* Problem to solve *
Could you write out the material again, starting at the line that has "eyeglass lens -> point" and continuing through its final line, with 141 added to every number in the coordinates and every other line kept unchanged?

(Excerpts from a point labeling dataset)
>> BEGIN

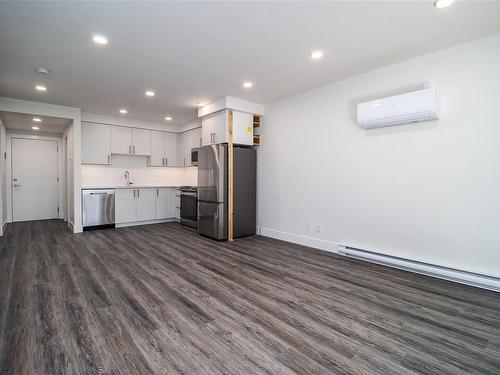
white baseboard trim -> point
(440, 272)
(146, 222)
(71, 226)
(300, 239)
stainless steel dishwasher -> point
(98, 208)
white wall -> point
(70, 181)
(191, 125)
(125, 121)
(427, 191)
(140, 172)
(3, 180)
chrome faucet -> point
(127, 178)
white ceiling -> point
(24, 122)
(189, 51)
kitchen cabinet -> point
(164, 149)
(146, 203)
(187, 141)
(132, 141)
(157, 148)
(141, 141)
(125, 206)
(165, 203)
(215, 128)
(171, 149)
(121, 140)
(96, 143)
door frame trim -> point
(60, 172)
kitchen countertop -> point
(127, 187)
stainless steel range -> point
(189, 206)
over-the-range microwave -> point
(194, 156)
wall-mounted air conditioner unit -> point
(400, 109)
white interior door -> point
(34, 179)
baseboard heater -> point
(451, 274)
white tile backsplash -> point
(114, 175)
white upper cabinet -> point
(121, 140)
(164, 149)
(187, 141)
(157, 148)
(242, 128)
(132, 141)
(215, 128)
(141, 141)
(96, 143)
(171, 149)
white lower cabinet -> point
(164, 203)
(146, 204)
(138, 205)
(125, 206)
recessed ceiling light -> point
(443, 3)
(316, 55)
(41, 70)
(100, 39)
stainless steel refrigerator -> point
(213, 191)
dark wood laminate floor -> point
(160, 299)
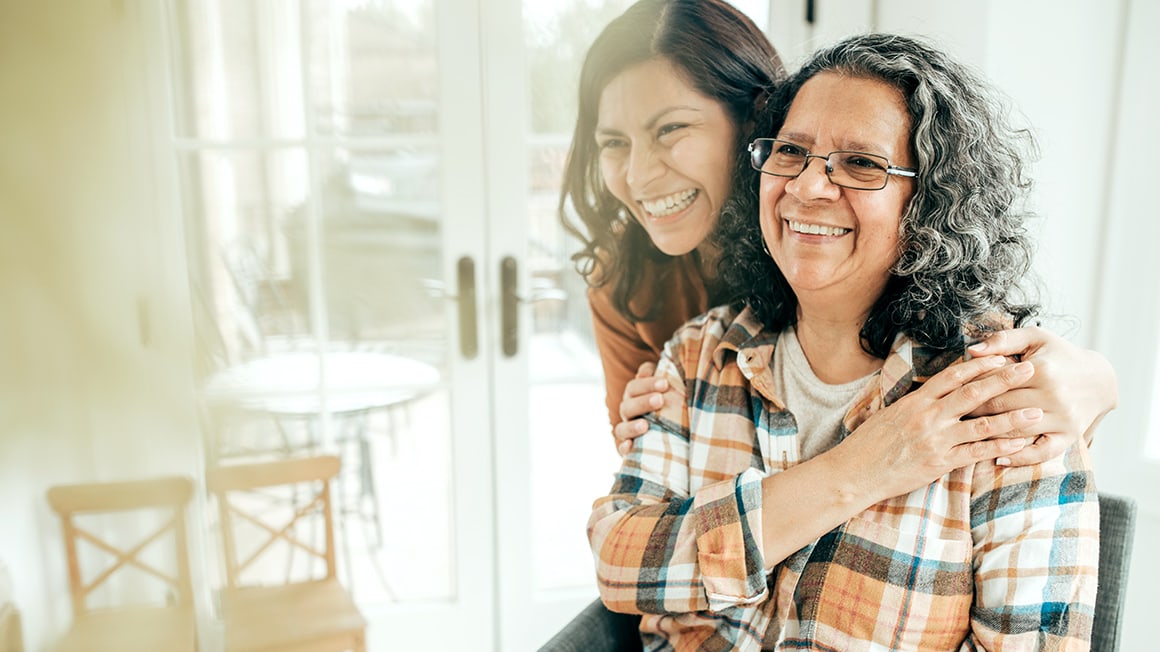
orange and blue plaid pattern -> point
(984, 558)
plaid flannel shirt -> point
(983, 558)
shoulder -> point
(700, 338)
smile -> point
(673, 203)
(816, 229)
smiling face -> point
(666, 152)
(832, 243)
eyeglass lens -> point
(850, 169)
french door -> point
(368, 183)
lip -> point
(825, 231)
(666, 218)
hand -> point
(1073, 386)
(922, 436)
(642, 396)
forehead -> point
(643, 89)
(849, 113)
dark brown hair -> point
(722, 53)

>> END

* The result *
eyeglass lens -> point
(991, 310)
french door -> point
(509, 324)
lip -> point
(966, 372)
(807, 359)
hand -> point
(1214, 527)
(1063, 577)
(783, 537)
forehead -> point
(784, 230)
(990, 254)
dark brown hair -> point
(863, 194)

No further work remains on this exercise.